■ Stated exercise: Transcribe the listing verbatim. Do not carry over any pictures.

#### Supplied data ####

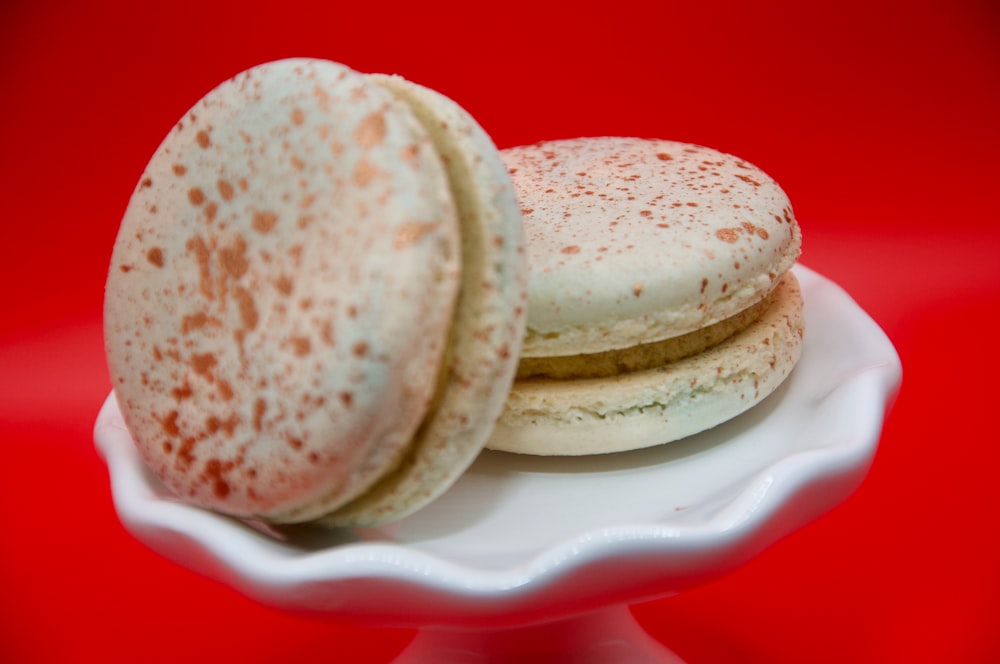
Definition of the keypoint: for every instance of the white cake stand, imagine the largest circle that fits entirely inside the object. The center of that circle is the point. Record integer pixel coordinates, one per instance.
(540, 557)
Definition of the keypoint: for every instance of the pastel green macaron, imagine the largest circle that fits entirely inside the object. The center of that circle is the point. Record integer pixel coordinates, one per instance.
(660, 299)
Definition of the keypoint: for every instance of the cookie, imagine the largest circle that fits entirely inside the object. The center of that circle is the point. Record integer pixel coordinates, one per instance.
(660, 298)
(289, 278)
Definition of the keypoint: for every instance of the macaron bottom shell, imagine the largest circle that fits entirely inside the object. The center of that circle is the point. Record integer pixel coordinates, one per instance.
(653, 406)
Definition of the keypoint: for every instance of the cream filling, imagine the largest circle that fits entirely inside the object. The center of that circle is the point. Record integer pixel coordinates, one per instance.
(642, 356)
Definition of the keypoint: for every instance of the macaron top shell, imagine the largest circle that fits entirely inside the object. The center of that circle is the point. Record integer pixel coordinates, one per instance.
(637, 240)
(281, 292)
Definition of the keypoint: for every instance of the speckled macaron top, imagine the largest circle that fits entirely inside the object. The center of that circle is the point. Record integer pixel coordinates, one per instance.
(281, 292)
(633, 241)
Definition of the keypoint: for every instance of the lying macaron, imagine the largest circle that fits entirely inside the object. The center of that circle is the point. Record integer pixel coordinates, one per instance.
(315, 302)
(660, 298)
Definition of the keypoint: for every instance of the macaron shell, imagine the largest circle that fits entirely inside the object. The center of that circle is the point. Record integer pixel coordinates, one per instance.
(489, 321)
(632, 240)
(281, 291)
(655, 406)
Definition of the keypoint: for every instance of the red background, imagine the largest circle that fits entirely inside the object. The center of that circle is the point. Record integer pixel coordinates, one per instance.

####

■ Final result:
Definition of the keypoint: for every instance of the white cake stand, imagine the largest circle that fits entirely inside the object. The center of that circle is the point. Record integer pixel coordinates, one per instance.
(540, 557)
Definition of the keypoint: for every instance of the pastel green macaron, imagine the largest circle that fits entirely inside the object. The center of that circle is the point. Record integer pixel coordinates, one per instance.
(660, 299)
Definition of the keypoint: for every instance of the cookie, imagine the largest circle that fits entirely inside the object. The center of that circle is the point. Record integer pixel coordinates, one per instance.
(660, 298)
(289, 278)
Definition of the keypoint: for every instance of the macaron bottom shell, imagine the largest circle that fits entirely inside the object. The center of that circle is the point. Record integer pixel coordinates, one per instance.
(653, 406)
Definition of the keypoint: for every instance of the cream filling, imagine the largest circle that fits entirely inside the object. The center of that circle is the point. Record integer pixel coordinates, one per instance.
(642, 356)
Definition of the keypoint: for every instance of the macaron top shell, imagine the largest circle that fits entirely inside the object. The center of that circle is the point. Record integer pixel coordinates, one per instance.
(637, 240)
(281, 292)
Definition of the keypoint: for every instance of the speckled macaron top, imagine the largest circle that fits entirely inside the object. The center of that circle is the point. Record integer pixel coordinates, one per instance.
(281, 292)
(633, 241)
Definition of the keypoint: for every instance of the lying macaron, imagine the largest circle that fits entirely inside the object. The center of that circle is the point. Record integer pixel coordinates, one per instance.
(315, 302)
(660, 298)
Definition of the keypoint: for every instance of the macaron shell, imagine the largest circle that fits entirely inside the object. The center of that circle is the point. Record integer pixel coordinates, one per instance.
(489, 321)
(632, 240)
(281, 291)
(655, 406)
Definition of the keypoint: for every instance of the red background, imagine the largest circle that fits entirely inside the object. The center of that circle is the point. Record integer pixel coordinates, one per instance.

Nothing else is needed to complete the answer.